### Objective:
Report how many lines in the items below contain the word "open". Give only the number.

### Excerpted data:
★ ★ ★ ★ ★ ★ ★

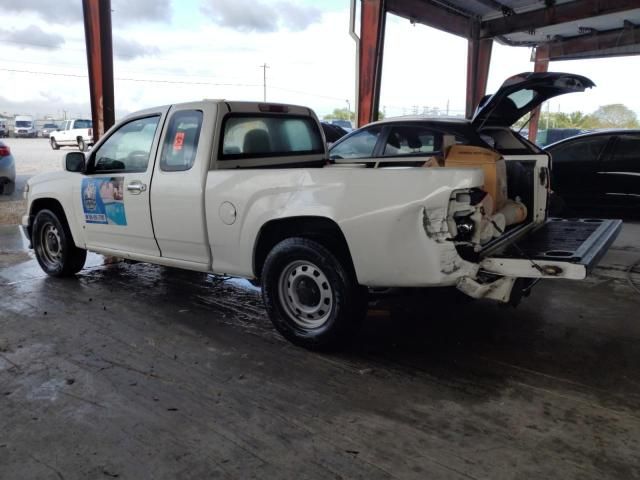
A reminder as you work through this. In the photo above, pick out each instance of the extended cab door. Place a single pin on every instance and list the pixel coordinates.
(114, 193)
(177, 195)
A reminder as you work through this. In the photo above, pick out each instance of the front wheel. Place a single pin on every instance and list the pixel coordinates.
(311, 298)
(55, 251)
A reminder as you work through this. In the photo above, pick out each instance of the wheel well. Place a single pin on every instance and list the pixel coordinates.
(48, 204)
(320, 229)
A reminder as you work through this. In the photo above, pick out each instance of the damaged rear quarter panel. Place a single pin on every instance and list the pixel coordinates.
(380, 212)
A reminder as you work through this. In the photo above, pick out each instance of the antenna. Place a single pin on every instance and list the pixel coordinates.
(264, 67)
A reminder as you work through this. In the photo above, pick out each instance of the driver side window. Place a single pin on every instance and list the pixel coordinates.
(128, 148)
(358, 145)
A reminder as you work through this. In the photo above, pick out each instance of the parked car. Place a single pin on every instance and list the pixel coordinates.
(47, 128)
(7, 170)
(597, 171)
(76, 132)
(24, 126)
(245, 189)
(553, 135)
(332, 133)
(346, 124)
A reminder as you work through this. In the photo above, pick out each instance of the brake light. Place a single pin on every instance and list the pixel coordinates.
(266, 107)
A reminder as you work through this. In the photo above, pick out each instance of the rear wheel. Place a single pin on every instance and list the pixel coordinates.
(311, 298)
(53, 244)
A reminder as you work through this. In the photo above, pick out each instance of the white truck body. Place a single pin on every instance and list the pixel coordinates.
(24, 126)
(214, 216)
(74, 132)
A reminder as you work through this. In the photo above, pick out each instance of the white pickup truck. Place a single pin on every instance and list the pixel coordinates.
(246, 189)
(77, 132)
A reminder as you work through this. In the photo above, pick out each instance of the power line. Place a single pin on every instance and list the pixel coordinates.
(150, 80)
(174, 82)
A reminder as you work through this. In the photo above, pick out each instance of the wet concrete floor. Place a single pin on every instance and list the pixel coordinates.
(135, 371)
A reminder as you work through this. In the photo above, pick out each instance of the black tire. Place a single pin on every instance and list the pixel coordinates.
(53, 244)
(324, 281)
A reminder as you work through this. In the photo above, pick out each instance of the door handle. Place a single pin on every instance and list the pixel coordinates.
(136, 187)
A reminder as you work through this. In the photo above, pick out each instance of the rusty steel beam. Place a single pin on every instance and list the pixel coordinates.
(478, 61)
(97, 30)
(541, 64)
(430, 14)
(561, 13)
(372, 26)
(593, 45)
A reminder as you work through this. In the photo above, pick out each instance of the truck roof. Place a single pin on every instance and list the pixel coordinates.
(238, 106)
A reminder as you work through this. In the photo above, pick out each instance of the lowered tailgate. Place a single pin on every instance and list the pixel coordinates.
(561, 248)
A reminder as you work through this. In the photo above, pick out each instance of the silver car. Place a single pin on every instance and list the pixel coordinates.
(7, 170)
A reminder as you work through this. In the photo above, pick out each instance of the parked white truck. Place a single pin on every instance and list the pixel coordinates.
(246, 189)
(76, 132)
(24, 126)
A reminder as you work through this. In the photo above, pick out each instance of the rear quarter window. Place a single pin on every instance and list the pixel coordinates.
(255, 136)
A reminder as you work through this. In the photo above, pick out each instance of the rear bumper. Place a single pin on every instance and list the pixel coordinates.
(561, 248)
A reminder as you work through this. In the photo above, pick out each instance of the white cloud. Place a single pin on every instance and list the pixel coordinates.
(125, 12)
(127, 49)
(32, 36)
(260, 15)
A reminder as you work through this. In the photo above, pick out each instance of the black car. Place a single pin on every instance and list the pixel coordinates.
(332, 133)
(597, 172)
(396, 140)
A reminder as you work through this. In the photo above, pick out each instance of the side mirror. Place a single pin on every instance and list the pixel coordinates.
(74, 162)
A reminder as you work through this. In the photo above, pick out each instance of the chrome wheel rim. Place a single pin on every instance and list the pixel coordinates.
(51, 245)
(306, 294)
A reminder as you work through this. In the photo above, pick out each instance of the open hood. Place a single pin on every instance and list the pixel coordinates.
(522, 93)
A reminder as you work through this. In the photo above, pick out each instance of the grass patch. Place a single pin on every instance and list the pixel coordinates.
(11, 211)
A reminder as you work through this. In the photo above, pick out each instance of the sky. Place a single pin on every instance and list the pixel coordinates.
(168, 51)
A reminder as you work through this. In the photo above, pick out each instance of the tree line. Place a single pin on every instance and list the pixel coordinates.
(615, 115)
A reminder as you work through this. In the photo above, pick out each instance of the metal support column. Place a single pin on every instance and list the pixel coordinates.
(372, 25)
(541, 64)
(478, 61)
(97, 30)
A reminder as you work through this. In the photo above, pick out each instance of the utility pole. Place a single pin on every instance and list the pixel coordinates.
(264, 67)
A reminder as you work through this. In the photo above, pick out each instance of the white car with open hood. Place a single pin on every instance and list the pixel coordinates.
(247, 189)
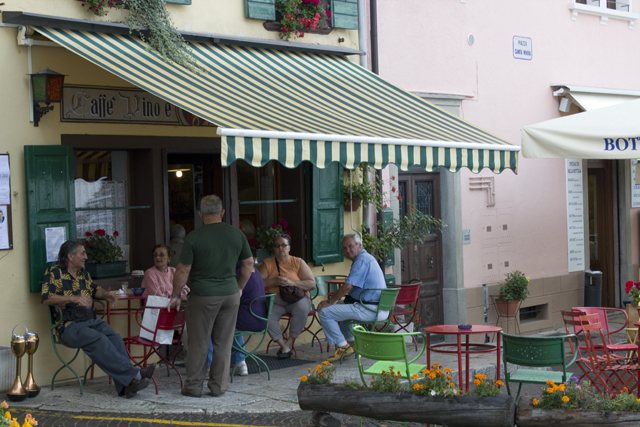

★ ★ ★ ★ ★ ★ ★

### Output below:
2